» **TEXT PASSAGE**:

━━━━━━━━━━━━━━━━━━━━━━━━━━━━━━

Nyva Ternopil
- Full name: Тернопільський професійний футбольний клуб «Нива» Тернопольский профессиональный футбольный клуб «Нива»
- Nicknames: Zhovto-Zeleni (The Yellow-Greens), Tury The Aurochs, Ternopoliany Ternopilers
- Founded: 23 July 1978; 48 years ago
- Ground: Roman Shukhevych Ternopil city stadium Ternopil
- Capacity: 15,150
- Chairman: Oleksandr Stadnyk
- Head coach: Ivan Fedyk
- League: Ukrainian First League
- 2025–26: Ukrainian First League, 12th of 16
- Website: http://fcnyva.com/
| Home colours | Away colours |

= FC Nyva Ternopil =

Professional football club based in Ternopil, Ukraine

FC Nyva Ternopil (Футбольний клуб Нива Тернопіль; Футбольный клуб Нива Тернополь) is a Ukrainian professional football club from the city of Ternopil, the administrative center of Ternopil Oblast. It plays in the Ukrainian First League, the second tier of Ukrainian football, following promotion from the 2019–20 Ukrainian Second League. Originally, the club was formed as Nyva Pidhaitsi in the small of town Pidhaitsi in 1978, then moved to a district centre Berezhany changing its name to Nyva Berezhany in 1982, and finally becoming Nyva Ternopil in 1985. In 2016, the club withdrew from the professional competitions and was reestablished as PFC Nyva Ternopil.

Their home ground is the former bird farm in the village of Velyki Hayi, but all the major home matches are played at the 15,150 seat Central City Stadium named after Roman Shukhevych, which belongs to Community of the City of Ternopil.

==History==

===Club names===
- 1978–1982: FC Nyva Pidhaitsi
- 1982–1984: FC Nyva Berezhany
- 1984–2016: FC Nyva Ternopil
- 2016–present: PFC Nyva Ternopil

===Soviet times===
In the 1950s in Soviet Union, the strongest team in Ternopil was Dynamo. Taking part in competitions of collectives of physical culture, Dynamo several times got their way to the finals, but they were unsuccessful.

━━━━━━━━━━━━━━━━━━━━━━━━━━━━━━

» **EXERCISE**: Reproduce the Nyva Ternopil text verbatim from "Their home ground" to "they were unsuccessful.".

» **EXCERPTED DATA**:

━━━━━━━━━━━━━━━━━━━━━━━━━━━━━━

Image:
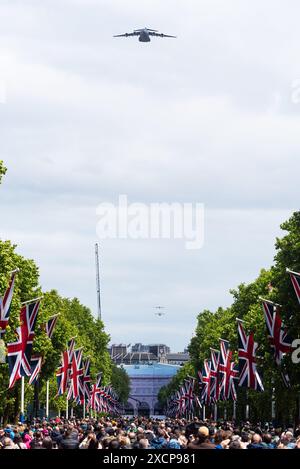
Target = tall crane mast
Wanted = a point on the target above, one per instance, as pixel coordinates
(98, 282)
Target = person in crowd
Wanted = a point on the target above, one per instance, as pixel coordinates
(120, 433)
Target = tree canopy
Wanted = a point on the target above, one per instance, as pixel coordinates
(273, 284)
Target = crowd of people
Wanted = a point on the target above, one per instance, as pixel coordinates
(145, 433)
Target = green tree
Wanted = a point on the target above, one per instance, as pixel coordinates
(121, 383)
(273, 284)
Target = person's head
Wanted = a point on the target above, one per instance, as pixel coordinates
(143, 443)
(17, 438)
(203, 434)
(256, 439)
(235, 444)
(113, 445)
(219, 436)
(47, 443)
(267, 438)
(7, 442)
(245, 437)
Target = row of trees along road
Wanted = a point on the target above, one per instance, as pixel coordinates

━━━━━━━━━━━━━━━━━━━━━━━━━━━━━━

» **RESULT OF THE TASK**:
Their home ground is the former bird farm in the village of Velyki Hayi, but all the major home matches are played at the 15,150 seat Central City Stadium named after Roman Shukhevych, which belongs to Community of the City of Ternopil.

==History==

===Club names===
- 1978–1982: FC Nyva Pidhaitsi
- 1982–1984: FC Nyva Berezhany
- 1984–2016: FC Nyva Ternopil
- 2016–present: PFC Nyva Ternopil

===Soviet times===
In the 1950s in Soviet Union, the strongest team in Ternopil was Dynamo. Taking part in competitions of collectives of physical culture, Dynamo several times got their way to the finals, but they were unsuccessful.